***** Text extract
# Vinny got his first point!



## Ms Stella (Aug 16, 2010)

WOW...congrats! I dont think I know Vinny. Can you post a photo. You must be thrilled!


----------



## Poodlesrule 1 (Jan 16, 2011)

Thanks, I would love to post some pics when I figure out how to do it. I have some on my phone of him at shows.


----------



## CT Girl (Nov 17, 2010)

Congratulations!


----------



## CharismaticMillie (Jun 16, 2010)

CONGRATS!!! I know the feeling of your baby's first point!  And..I wouldn't feel too bad about not taking breed! It was only his first show, after all.  I'm not sure how many class dogs take breed their first, second, third, fourth, etc. time out anyway. 

Where was he showing? Is he in any other shows coming up? Any chance he'll be at Purina Farms this weekend or next weekend?


----------



## Poodlesrule 1 (Jan 16, 2011)

We're staying close to home right now. He needs more neck hair. We may enter him in Urbana or Columbus. Not too sure yet. We've got some UKC shows coming up but for Junior Showmanship. He is already a UKC Champion and needs 1 more pass for his Grand. He is #4 in the UKC Top 10 Poodles. Not too shabby for our little boy. At Premier he was the only Companion Poodle to place in any Group. He got a Group 3 on Saturday.


----------



## spoospirit (Mar 10, 2009)

_Congratulations!! Sounds like your boy is doing really well. Looking forward to photos of him._


----------



## outwest (May 1, 2011)

I am sorry I missed this the first time and would like to add my congratulations, too! I thought you were doing UKC only and think it is neat that you are doing both. Would love to see Vinnie. All you need to do to post is 'go advanced' then click the paperclip then browse for a picture on your computer then upload it to the post. I hope to see your boy.


----------
**********
▸ **Goals**
**a)** According to the forum thread, how many more passes does Vinny need for his UKC Grand?
**b)** Please reproduce the forum thread starting with "## CharismaticMillie (Jun" and going on through "time out anyway.", switching "baby's" for "puppy's".
The rows that come next have no connection to the forum thread.
***** Data lines
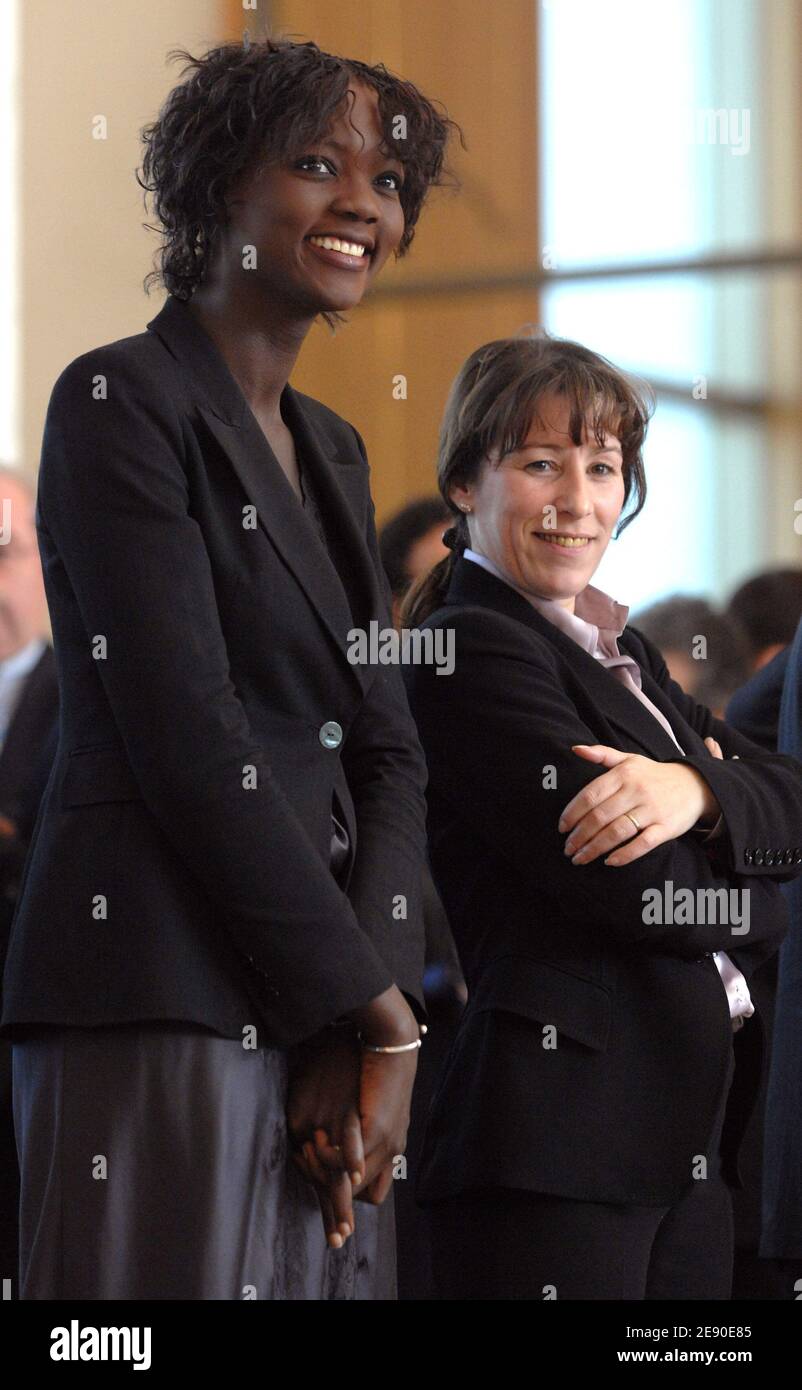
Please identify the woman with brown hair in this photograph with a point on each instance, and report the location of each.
(609, 858)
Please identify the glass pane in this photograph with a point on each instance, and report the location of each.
(652, 141)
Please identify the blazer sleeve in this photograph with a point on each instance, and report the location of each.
(114, 498)
(387, 774)
(498, 734)
(759, 791)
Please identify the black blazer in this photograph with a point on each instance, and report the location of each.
(24, 766)
(210, 713)
(620, 1107)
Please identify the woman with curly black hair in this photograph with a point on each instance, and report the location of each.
(216, 961)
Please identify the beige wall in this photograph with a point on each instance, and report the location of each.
(84, 252)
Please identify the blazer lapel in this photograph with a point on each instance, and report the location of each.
(473, 584)
(278, 512)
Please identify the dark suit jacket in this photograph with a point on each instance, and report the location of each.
(783, 1147)
(620, 1107)
(210, 713)
(25, 762)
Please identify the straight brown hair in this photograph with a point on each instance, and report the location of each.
(491, 409)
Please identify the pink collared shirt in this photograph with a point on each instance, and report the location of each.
(596, 624)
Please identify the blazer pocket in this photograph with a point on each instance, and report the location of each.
(96, 774)
(546, 994)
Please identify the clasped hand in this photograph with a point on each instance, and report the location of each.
(638, 805)
(348, 1116)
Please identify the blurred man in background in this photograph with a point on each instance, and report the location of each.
(410, 544)
(738, 672)
(28, 727)
(769, 608)
(706, 652)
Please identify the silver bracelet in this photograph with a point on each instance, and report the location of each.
(398, 1047)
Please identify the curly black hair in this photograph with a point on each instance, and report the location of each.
(242, 106)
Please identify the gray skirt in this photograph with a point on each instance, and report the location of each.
(154, 1165)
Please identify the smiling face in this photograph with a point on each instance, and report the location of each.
(545, 513)
(324, 220)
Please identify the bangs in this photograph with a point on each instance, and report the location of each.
(596, 403)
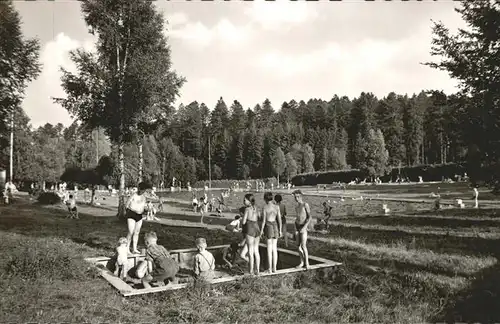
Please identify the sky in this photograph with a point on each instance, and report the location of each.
(250, 51)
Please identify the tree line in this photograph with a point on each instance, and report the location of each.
(125, 90)
(300, 137)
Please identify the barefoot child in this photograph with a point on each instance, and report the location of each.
(235, 225)
(71, 203)
(136, 206)
(121, 258)
(303, 213)
(253, 232)
(158, 265)
(204, 261)
(272, 229)
(278, 199)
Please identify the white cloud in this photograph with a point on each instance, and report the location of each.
(281, 13)
(54, 55)
(199, 35)
(177, 18)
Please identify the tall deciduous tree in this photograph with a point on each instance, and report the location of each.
(129, 77)
(472, 57)
(278, 162)
(18, 65)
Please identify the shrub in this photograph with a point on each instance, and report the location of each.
(47, 259)
(49, 198)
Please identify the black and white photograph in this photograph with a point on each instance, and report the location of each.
(286, 161)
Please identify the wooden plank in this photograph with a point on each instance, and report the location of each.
(127, 290)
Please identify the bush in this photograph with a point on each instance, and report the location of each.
(47, 259)
(427, 172)
(48, 198)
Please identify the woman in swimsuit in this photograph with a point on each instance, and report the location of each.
(272, 229)
(136, 206)
(253, 232)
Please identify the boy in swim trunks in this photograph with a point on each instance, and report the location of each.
(272, 230)
(204, 261)
(253, 232)
(278, 199)
(158, 265)
(303, 213)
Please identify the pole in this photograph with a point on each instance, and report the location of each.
(209, 165)
(97, 146)
(11, 158)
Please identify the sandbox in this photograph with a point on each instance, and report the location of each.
(287, 261)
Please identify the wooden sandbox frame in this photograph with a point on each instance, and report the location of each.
(185, 259)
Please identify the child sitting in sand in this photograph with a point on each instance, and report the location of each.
(122, 258)
(158, 265)
(204, 261)
(235, 225)
(71, 203)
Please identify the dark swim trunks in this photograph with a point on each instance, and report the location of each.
(133, 215)
(299, 227)
(271, 230)
(252, 228)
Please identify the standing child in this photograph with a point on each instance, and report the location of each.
(235, 225)
(272, 229)
(204, 261)
(121, 258)
(195, 203)
(136, 206)
(158, 265)
(278, 199)
(201, 207)
(476, 196)
(253, 232)
(72, 209)
(302, 221)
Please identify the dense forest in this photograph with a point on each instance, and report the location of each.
(261, 142)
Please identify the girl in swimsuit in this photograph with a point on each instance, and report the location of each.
(272, 228)
(136, 206)
(253, 232)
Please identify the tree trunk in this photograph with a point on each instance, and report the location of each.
(141, 162)
(121, 200)
(92, 197)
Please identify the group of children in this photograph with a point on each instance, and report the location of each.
(268, 222)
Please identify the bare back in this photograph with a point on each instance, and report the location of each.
(302, 211)
(251, 214)
(270, 213)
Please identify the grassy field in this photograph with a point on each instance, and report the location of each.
(420, 267)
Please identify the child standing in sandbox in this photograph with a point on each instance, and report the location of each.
(158, 265)
(204, 261)
(272, 230)
(278, 199)
(303, 213)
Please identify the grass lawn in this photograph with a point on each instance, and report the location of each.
(45, 279)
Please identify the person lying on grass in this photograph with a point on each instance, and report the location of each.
(158, 265)
(121, 263)
(204, 261)
(272, 230)
(303, 213)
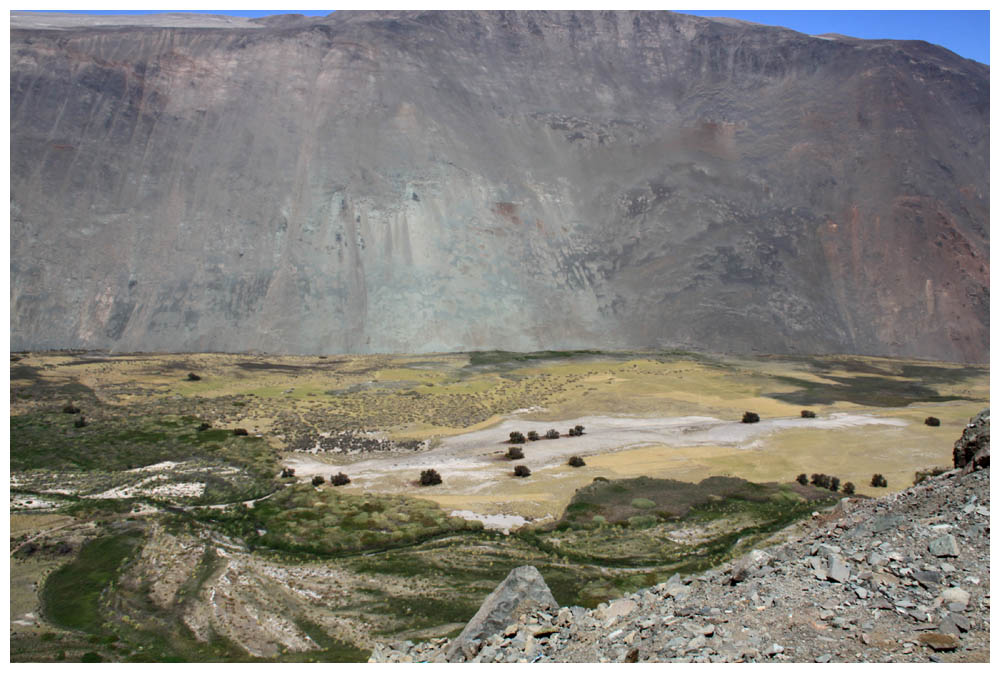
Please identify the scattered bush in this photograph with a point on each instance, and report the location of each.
(429, 478)
(920, 475)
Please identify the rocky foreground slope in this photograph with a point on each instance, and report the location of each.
(903, 578)
(442, 181)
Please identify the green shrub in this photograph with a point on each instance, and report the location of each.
(643, 521)
(429, 478)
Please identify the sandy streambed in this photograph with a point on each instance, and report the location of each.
(477, 476)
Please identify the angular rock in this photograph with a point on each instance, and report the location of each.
(944, 545)
(939, 641)
(955, 595)
(837, 570)
(523, 590)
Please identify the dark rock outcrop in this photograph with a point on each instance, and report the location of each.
(432, 181)
(972, 450)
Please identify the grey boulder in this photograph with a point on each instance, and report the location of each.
(523, 590)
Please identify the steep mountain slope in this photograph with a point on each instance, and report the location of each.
(410, 181)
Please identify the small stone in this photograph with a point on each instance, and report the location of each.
(838, 570)
(927, 577)
(955, 595)
(695, 643)
(939, 641)
(944, 545)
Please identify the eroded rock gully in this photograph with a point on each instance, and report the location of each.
(903, 578)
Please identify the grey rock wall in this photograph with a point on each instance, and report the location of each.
(438, 181)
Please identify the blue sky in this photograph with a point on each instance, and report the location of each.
(967, 32)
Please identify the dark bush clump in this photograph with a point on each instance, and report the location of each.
(429, 478)
(821, 480)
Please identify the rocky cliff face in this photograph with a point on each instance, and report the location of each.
(425, 181)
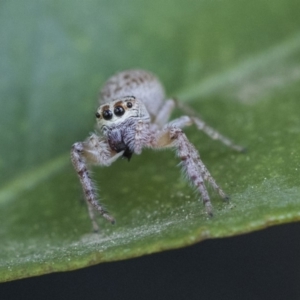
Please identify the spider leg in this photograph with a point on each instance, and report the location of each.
(95, 151)
(211, 132)
(193, 167)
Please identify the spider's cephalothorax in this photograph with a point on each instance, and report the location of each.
(134, 115)
(118, 121)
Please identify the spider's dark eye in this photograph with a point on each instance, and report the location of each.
(119, 111)
(107, 114)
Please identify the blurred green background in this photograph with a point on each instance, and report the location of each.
(236, 62)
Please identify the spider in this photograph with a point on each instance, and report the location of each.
(133, 115)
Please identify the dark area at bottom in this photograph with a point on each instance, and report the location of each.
(262, 265)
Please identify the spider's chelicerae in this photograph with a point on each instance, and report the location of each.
(133, 115)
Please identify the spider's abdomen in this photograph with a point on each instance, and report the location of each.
(138, 83)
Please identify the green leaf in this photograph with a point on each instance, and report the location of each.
(236, 62)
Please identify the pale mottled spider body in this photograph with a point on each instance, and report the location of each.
(134, 115)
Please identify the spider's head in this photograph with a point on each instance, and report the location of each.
(119, 111)
(117, 121)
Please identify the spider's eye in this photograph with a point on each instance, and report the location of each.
(119, 111)
(107, 114)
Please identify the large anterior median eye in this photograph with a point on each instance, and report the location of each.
(107, 114)
(119, 111)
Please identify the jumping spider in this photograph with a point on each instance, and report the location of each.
(133, 115)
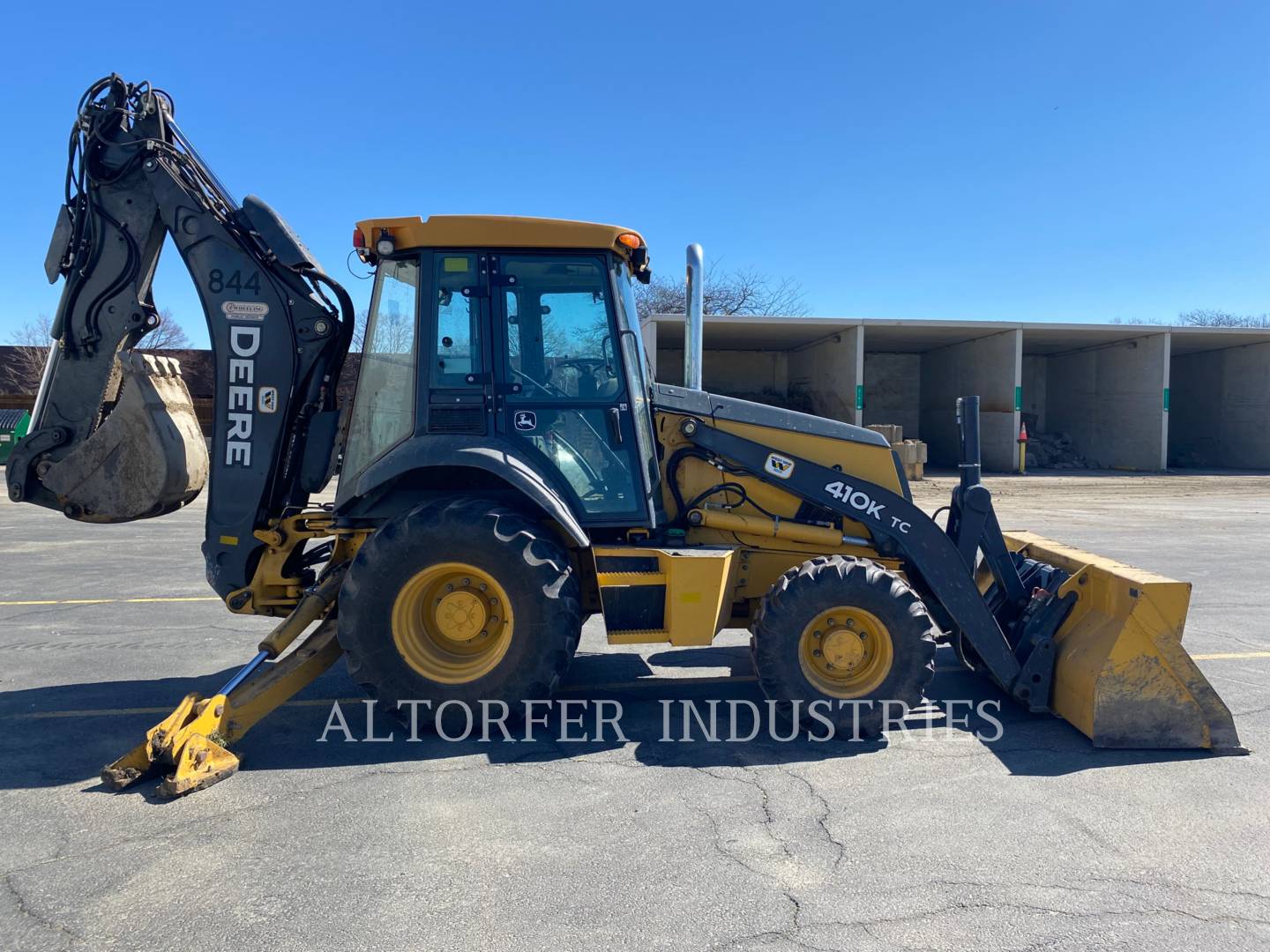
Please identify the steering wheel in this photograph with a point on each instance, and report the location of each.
(583, 365)
(548, 386)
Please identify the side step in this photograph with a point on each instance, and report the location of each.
(654, 596)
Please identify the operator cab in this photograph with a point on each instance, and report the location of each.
(505, 335)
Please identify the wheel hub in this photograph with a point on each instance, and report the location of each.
(452, 622)
(843, 649)
(461, 616)
(846, 651)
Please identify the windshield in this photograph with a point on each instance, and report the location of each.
(384, 403)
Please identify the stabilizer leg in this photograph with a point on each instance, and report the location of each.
(193, 738)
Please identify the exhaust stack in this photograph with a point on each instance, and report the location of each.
(693, 319)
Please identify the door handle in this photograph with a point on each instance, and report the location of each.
(615, 424)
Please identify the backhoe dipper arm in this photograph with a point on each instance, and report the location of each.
(113, 435)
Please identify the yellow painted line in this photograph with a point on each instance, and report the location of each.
(108, 600)
(126, 711)
(573, 688)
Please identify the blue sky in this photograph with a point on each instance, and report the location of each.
(1077, 161)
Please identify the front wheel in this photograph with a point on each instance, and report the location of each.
(843, 629)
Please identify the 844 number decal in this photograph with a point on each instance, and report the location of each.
(217, 282)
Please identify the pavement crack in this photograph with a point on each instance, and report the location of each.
(45, 922)
(822, 818)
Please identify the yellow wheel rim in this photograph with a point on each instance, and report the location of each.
(846, 652)
(452, 622)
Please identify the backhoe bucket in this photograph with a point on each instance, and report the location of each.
(146, 458)
(1122, 675)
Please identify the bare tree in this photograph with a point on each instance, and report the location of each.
(168, 335)
(358, 339)
(742, 291)
(26, 362)
(1206, 317)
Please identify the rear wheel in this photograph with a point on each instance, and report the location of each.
(459, 600)
(843, 629)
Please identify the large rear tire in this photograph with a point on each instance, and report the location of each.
(464, 600)
(840, 628)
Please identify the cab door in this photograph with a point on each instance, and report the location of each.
(560, 391)
(458, 343)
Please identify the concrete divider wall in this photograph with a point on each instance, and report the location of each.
(827, 372)
(989, 367)
(1220, 407)
(730, 371)
(1035, 375)
(1110, 400)
(893, 390)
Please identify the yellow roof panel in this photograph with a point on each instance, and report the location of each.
(494, 231)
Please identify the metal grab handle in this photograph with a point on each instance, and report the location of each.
(615, 424)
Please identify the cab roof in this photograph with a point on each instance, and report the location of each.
(497, 231)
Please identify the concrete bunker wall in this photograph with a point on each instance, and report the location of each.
(827, 372)
(987, 367)
(893, 390)
(1109, 398)
(1220, 407)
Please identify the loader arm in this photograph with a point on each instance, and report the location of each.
(113, 435)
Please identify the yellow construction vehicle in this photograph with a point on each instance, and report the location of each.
(508, 467)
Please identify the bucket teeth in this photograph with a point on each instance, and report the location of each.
(1122, 675)
(146, 458)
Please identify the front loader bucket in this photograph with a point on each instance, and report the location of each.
(146, 458)
(1122, 675)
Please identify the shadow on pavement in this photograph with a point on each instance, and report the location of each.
(65, 734)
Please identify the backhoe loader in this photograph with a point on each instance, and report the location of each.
(508, 469)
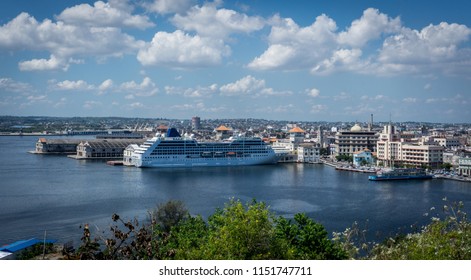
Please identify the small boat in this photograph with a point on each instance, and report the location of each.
(400, 174)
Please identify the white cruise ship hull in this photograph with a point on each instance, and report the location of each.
(174, 151)
(182, 161)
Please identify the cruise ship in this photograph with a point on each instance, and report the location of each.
(172, 150)
(400, 174)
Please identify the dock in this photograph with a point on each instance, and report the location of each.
(115, 162)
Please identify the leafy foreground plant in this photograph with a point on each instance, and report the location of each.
(237, 231)
(250, 231)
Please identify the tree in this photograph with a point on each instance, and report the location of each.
(307, 239)
(241, 232)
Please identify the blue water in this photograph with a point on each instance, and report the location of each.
(57, 194)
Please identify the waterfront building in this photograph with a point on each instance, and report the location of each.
(308, 153)
(464, 166)
(103, 149)
(347, 142)
(391, 150)
(127, 154)
(451, 143)
(421, 155)
(195, 123)
(296, 135)
(223, 132)
(364, 157)
(56, 146)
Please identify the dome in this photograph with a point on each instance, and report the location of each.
(356, 128)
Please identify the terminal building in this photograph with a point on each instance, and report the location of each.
(56, 146)
(348, 142)
(104, 149)
(392, 150)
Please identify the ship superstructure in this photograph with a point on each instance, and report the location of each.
(172, 150)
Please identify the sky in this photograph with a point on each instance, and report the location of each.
(294, 60)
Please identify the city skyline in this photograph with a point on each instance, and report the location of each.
(302, 60)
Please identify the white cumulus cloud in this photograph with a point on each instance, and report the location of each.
(370, 26)
(63, 41)
(169, 6)
(209, 21)
(178, 49)
(104, 15)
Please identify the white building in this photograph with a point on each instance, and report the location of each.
(451, 143)
(308, 153)
(393, 150)
(364, 157)
(464, 166)
(127, 154)
(348, 142)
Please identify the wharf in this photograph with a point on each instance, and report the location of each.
(341, 167)
(455, 178)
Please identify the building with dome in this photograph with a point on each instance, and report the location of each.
(348, 142)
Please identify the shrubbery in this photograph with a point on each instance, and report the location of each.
(251, 231)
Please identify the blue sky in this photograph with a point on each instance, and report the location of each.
(280, 60)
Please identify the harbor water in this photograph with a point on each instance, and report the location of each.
(56, 194)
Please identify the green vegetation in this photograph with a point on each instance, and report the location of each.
(251, 231)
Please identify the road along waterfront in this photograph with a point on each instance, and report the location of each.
(57, 194)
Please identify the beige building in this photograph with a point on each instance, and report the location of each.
(464, 167)
(391, 149)
(104, 149)
(354, 140)
(308, 152)
(56, 146)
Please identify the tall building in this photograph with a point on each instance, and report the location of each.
(347, 142)
(195, 123)
(296, 135)
(392, 150)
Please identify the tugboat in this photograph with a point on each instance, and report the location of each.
(400, 174)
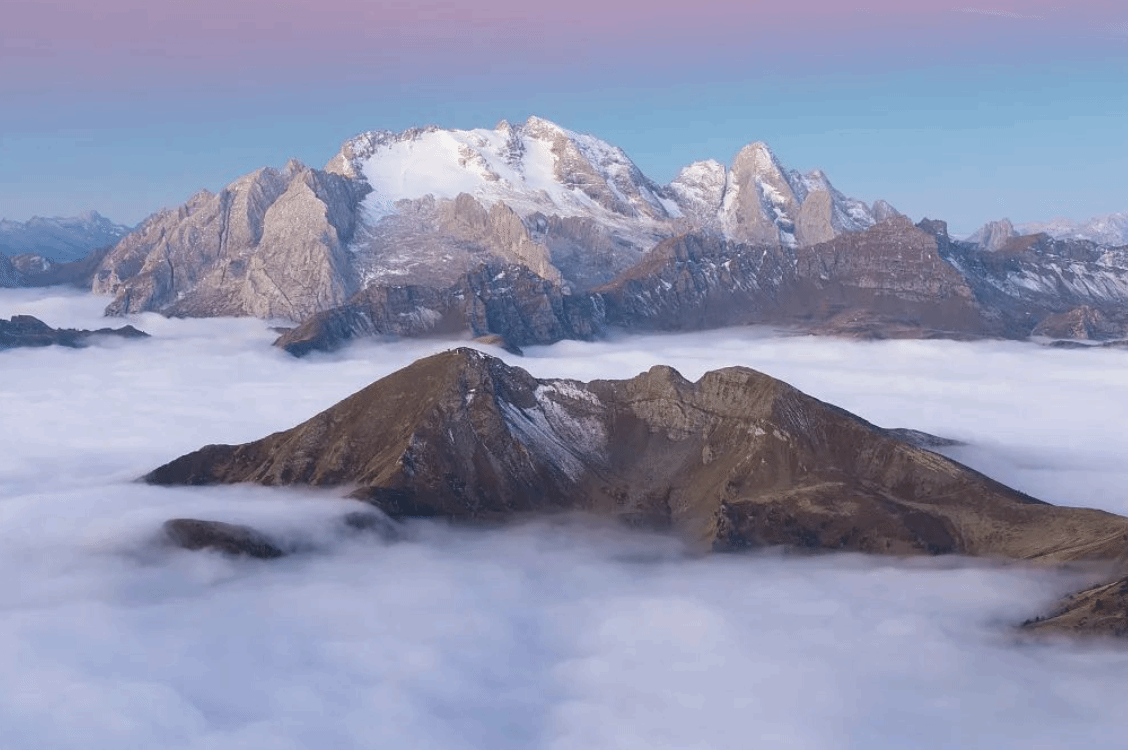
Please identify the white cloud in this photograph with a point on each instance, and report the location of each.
(561, 636)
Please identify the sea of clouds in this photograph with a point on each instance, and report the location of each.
(562, 635)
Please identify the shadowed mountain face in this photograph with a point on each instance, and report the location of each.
(892, 280)
(27, 331)
(732, 460)
(1100, 610)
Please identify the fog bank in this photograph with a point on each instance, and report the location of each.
(546, 635)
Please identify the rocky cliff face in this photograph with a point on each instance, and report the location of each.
(1110, 229)
(1100, 610)
(9, 276)
(1030, 278)
(889, 279)
(732, 460)
(271, 245)
(425, 206)
(994, 235)
(892, 280)
(510, 301)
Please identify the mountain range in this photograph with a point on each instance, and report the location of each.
(60, 239)
(534, 232)
(734, 460)
(426, 205)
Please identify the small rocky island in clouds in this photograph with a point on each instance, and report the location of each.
(28, 331)
(736, 460)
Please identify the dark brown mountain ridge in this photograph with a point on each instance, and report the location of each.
(736, 459)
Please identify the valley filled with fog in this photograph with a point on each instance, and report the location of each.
(557, 634)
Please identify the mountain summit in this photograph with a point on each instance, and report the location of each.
(734, 459)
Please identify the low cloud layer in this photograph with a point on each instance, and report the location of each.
(548, 635)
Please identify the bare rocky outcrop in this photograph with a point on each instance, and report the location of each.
(889, 280)
(271, 245)
(1096, 611)
(426, 205)
(994, 235)
(736, 459)
(9, 275)
(1084, 323)
(492, 300)
(28, 331)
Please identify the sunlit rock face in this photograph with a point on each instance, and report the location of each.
(736, 459)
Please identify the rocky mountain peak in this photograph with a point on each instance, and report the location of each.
(994, 235)
(734, 459)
**********
▸ **Answers in order**
**a)** One more pass.

**b)**
## CharismaticMillie (Jun 16, 2010)

CONGRATS!!! I know the feeling of your puppy's first point!  And..I wouldn't feel too bad about not taking breed! It was only his first show, after all.  I'm not sure how many class dogs take breed their first, second, third, fourth, etc. time out anyway.